__Set of tasks__
1. In the blog post about attracting or repelling people, give the part starting at "It felt liberating" and ending at "like the real me." again, swapping "pretense" for "facade".
2. Shorten the paragraph of the blog post about attracting or repelling people that begins "Receiving that piece of advice", keeping its main facts.
3. Continue the blog post about attracting or repelling people from its last sentence.

__Document passage__
= = = = =
Sunday, March 17, 2013

To Attract or Repel--> both are equally desirable

I was sitting at Alt Summit when a dynamic speaker, Jasmine Star, preached from the mic words that struck me and then stuck to me....
"You want to either attract or repel people."
Forget about the in luke warm, the in between.
It's the idea of truth. 
Of being an honest writer, an honest person.
Of showing the real me and letting people make a decision whether they like me or not.
Receiving that piece of advice infused an urgent desire in me to put forth a more honest, vulnerable version of myself here on the blog and in real life.
I genuinely wanted people to not like me.
It felt liberating to repel those who only liked the pretense of what they thought I was and would be repelled by the real me.
I would much rather have fewer people in my life that actually like me for me 
rather than having a lot of people who like the pretense of who they think I am.
So I've been thirsty to share truth.
And not The Truth, simply my truth.
I've been anxious to shed those people from my reading list who didn't like the real me.
= = = = =
__Provided information__
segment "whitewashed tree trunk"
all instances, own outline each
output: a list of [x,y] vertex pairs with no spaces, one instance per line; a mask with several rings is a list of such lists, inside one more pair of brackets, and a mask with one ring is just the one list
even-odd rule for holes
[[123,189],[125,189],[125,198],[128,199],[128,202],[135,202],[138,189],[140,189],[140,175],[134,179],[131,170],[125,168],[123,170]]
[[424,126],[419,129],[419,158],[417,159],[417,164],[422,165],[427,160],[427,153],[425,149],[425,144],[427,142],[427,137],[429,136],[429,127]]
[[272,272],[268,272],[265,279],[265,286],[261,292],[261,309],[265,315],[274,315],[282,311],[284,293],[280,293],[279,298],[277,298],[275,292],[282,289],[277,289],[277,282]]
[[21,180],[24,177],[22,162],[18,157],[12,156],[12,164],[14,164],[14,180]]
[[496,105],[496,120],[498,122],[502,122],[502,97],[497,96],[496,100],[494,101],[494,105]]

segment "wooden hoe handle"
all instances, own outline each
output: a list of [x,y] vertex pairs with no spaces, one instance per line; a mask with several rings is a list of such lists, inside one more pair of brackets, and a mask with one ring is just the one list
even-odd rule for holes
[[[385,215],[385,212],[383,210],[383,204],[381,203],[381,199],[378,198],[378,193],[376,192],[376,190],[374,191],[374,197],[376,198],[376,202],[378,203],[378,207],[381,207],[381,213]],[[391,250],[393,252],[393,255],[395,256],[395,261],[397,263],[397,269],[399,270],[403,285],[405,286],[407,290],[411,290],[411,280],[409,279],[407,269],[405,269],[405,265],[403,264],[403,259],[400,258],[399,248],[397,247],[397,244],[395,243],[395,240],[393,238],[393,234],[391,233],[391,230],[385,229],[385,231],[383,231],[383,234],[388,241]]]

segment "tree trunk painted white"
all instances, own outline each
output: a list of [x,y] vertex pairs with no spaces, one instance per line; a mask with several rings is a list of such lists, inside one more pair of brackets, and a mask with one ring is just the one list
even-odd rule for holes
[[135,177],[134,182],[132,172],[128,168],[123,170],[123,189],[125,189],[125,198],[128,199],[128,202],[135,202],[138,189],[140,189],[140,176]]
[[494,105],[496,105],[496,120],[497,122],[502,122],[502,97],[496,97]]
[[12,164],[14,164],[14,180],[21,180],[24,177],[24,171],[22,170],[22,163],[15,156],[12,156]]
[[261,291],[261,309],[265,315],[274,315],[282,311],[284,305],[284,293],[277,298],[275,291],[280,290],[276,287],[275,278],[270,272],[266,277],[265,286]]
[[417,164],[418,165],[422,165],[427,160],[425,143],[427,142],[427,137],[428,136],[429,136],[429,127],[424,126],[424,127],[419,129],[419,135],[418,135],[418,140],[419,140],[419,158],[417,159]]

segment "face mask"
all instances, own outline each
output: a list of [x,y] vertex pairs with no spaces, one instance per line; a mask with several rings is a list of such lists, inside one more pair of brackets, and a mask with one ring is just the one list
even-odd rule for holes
= = = = =
__The results__
1.
It felt liberating to repel those who only liked the facade of what they thought I was and would be repelled by the real me.
I would much rather have fewer people in my life that actually like me for me 
rather than having a lot of people who like the facade of who they think I am.
So I've been thirsty to share truth.
And not The Truth, simply my truth.
I've been anxious to shed those people from my reading list who didn't like the real me.

2. The advice gave me an urgent wish to show a more honest, vulnerable self, both on the blog and in real life.

3.
It's like the lie was over.

I think for a long time I've tried to appeal to the masses.
And I'm not just talking about this on the blog,
I'm talking in general.
That's somewhat a lonely way of life--
holding back the real you,
hiding certain characteristics, opinions, and ideas.
Trying to be the norm, simply not to make other people feel uncomfortable.

I've been wanting to write about the beauty of being the real you.
Just these few paragraphs was all I really wanted to share.

But this weekend I've been thinking more about some of the relationships I'm mourning.
Relationships that aren't what they used to be.
I couldn't tell you exactly why they're not the same,
but I can definitely tell you they're not.
And it makes me pretty sad.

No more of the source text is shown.